SELECTED TEXT:
# # #

President Ernest Bai Koroma's government described Kabbah's death as an "irreparable loss" and declared a week of national mourning.
Kabbah, a former official of the United Nations Development Programme (UNDP), won the presidency in 1996 under the banner of the Sierra Leone People's Party (SLPP), ending a decade of military rule.
He was briefly ousted in a military coup in May 1997 before being restored to power in March 1998.
He eventually took Sierra Leone through a peace process that ended the brutal civil war in 2002, with the help of the United Nations, a military intervention by former colonial power Britain and the Economic Community of West African States (ECOWAS) with Nigeria playing a very active role.
He won a landslide victory in 2002 winning 70.1% of the votes against his main opponent - Ernest Bai Koroma of the All People's Congress (APC). Koroma is currently the country's President.
At the end of the five-year term in 2007, he won praise for peacefully handing power to the opposition APC when the SLPP lost elections.

# # #

EXERCISE INSTRUCTIONS:
**1.** Answer these from the passage about Kabbah:
(a) In what year did Kabbah first win the presidency?
(b) What share of the vote did he get in 2002?
(c) How long was the national mourning period after his death?
**2.** Pull out the part of the passage about Kabbah that runs from "Kabbah, a former" to "very active role.", word for word.
**3.** Write what comes next in the passage about Kabbah, picking up after its last sentence.

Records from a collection

# # #

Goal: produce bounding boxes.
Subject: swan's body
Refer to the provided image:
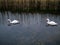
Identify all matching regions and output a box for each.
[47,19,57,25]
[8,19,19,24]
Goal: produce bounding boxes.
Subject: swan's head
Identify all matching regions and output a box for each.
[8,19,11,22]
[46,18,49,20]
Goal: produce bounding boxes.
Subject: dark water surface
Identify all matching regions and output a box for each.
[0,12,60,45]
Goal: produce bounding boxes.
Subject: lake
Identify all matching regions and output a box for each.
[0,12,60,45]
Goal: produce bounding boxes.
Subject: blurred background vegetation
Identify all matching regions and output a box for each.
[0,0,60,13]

# # #

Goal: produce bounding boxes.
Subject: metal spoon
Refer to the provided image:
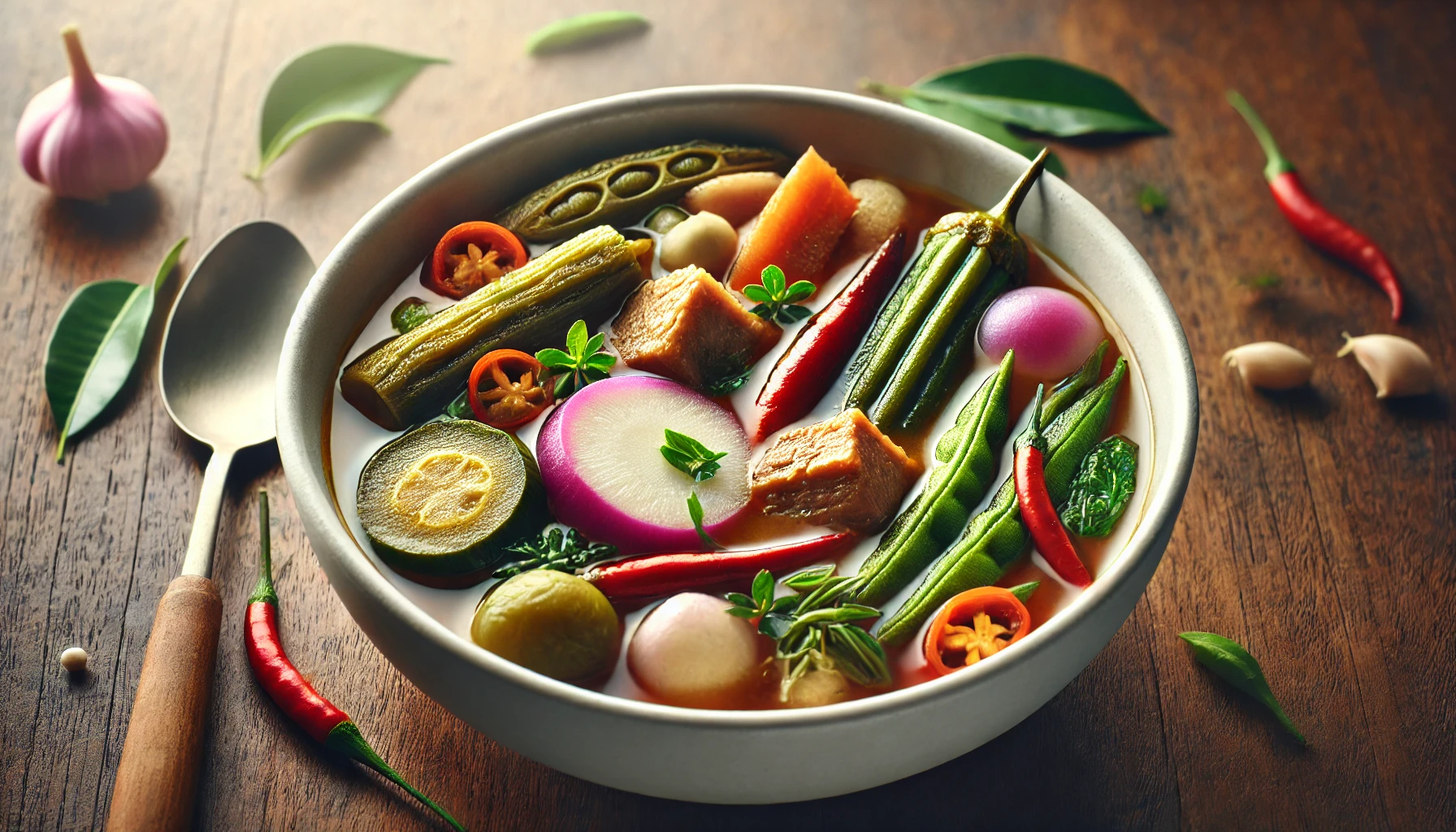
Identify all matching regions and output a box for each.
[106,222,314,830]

# # #

EXPECTED RESULTS:
**1.**
(a) 1996
(b) 70.1%
(c) A week

**2.**
Kabbah, a former official of the United Nations Development Programme (UNDP), won the presidency in 1996 under the banner of the Sierra Leone People's Party (SLPP), ending a decade of military rule.
He was briefly ousted in a military coup in May 1997 before being restored to power in March 1998.
He eventually took Sierra Leone through a peace process that ended the brutal civil war in 2002, with the help of the United Nations, a military intervention by former colonial power Britain and the Economic Community of West African States (ECOWAS) with Nigeria playing a very active role.

**3.**
Kabbah is widely credited for playing a major role in ending the 11-year civil war in the country. About 50,000 people died in the war and many had hands and feet chopped off.
Sierra Leone's former military leader - Brigadier Julius Maada Bio who handed over to Kabbah on March 28 1996, told Trumpet Media Group in a telephone chat that the country has lost "a great man who served the country."
"Death is the inevitable end of every man. I initiated peace forces in the country, but he implemented it. We have lost a great leader," he added.
Kabbah who was born on February 16 1932 in Pendembu, Kailahun District was Sierra Leone's first Muslim President.